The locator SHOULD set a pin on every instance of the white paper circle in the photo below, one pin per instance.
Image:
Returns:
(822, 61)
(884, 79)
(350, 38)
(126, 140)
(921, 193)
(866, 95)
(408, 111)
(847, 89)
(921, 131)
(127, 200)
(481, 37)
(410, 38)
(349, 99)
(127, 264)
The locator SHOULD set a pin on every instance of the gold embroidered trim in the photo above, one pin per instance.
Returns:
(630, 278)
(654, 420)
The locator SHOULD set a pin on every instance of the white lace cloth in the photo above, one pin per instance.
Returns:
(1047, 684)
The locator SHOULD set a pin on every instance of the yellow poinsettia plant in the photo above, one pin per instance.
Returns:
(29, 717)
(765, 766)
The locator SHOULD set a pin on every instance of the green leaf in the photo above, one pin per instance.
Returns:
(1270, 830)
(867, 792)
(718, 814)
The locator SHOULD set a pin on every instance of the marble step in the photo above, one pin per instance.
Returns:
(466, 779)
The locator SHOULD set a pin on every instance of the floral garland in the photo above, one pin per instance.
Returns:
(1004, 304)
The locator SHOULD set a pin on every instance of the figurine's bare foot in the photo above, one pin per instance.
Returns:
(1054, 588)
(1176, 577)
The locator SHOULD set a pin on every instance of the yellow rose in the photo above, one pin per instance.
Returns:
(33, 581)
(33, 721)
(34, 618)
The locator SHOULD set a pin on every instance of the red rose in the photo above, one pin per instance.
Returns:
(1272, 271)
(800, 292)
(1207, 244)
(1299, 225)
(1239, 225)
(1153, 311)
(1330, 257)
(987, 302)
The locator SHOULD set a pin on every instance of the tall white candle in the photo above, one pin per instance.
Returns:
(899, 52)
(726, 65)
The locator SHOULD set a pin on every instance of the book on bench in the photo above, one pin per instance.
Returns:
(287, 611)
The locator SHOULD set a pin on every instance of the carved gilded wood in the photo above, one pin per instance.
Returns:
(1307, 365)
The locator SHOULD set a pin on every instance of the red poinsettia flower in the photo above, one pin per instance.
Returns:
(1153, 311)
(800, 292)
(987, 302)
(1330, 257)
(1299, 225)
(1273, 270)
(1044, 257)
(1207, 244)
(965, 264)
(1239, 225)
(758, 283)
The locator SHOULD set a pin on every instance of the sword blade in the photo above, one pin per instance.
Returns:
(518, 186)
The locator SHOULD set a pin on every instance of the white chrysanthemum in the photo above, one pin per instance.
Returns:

| Direction |
Render the records above as a numbered list with one line per item, omitting any blank lines.

| Exercise result |
1. The locator SHOULD set a pin on every instance of the white paper circle in the photo below, one pin per instance.
2. Image:
3. Returns:
4. (822, 61)
5. (884, 79)
6. (350, 38)
7. (126, 140)
8. (921, 193)
9. (866, 95)
10. (408, 111)
11. (847, 89)
12. (921, 131)
13. (127, 200)
14. (481, 37)
15. (410, 38)
16. (349, 99)
17. (127, 264)
18. The locator SHOULD set a pin on every instance of the gold embroidered trim in the photo above, one pin per instance.
19. Returns:
20. (630, 278)
21. (654, 420)
22. The locator SHOULD set a pin on every instance of the white lace cloth in the photo above, one pin per instance.
23. Returns:
24. (1047, 684)
25. The locator SHOULD set a pin on every instance of the yellow poinsettia plant in the photo above, one pin per instance.
26. Returns:
27. (29, 717)
28. (765, 766)
29. The locator SHOULD set a pin on every instance of the green leaf in the photo above, one pin per instance.
30. Returns:
31. (1270, 830)
32. (867, 792)
33. (718, 814)
34. The locator SHOULD set a pin on every instance of the marble step in the photo above, one pin per instance.
35. Returns:
36. (466, 779)
37. The locator SHOULD set a pin on every instance of the floral garland in the photo above, one pin per instance.
38. Returns:
39. (1004, 304)
40. The locator SHOULD set a pin on every instance of the figurine's bare foot in the photo above, one pin per instance.
41. Returns:
42. (1054, 588)
43. (1176, 577)
44. The locator SHOULD set a pin on every instance of the yellow rose in the photo above, one pin per instance.
45. Returns:
46. (33, 581)
47. (33, 721)
48. (34, 618)
49. The locator SHOULD set a pin on every instance of the red rose in the photo above, one pin per instance.
50. Returns:
51. (1272, 271)
52. (800, 292)
53. (1207, 244)
54. (1299, 225)
55. (1239, 225)
56. (1153, 311)
57. (1330, 257)
58. (987, 302)
59. The locator SHOULD set a pin on every instance of the tall white candle in the photo above, one pin per instance.
60. Returns:
61. (899, 52)
62. (726, 65)
63. The locator SHOULD set a pin on every instance of the book on bench in the photo above, one pin per instance.
64. Returns:
65. (287, 611)
66. The locator SHOULD set a pin on every instance of the carved gilded wood in the photo above, one pin per instance.
67. Returns:
68. (1307, 365)
69. The locator SHOULD set a pin on every instance of the red poinsettia flower in the photo above, one pin per instance.
70. Returns:
71. (1153, 311)
72. (800, 292)
73. (987, 302)
74. (1330, 257)
75. (1299, 225)
76. (1273, 270)
77. (1044, 257)
78. (1207, 244)
79. (965, 264)
80. (1239, 225)
81. (758, 283)
82. The locator SHOULD set a pin on every instance of the sword blade in the photo above, one pin per instance.
83. Returns:
84. (518, 186)
85. The locator SHOULD set a pin on every instance of the white chrysanthemum in the photo above, one pin per instance.
86. Returns:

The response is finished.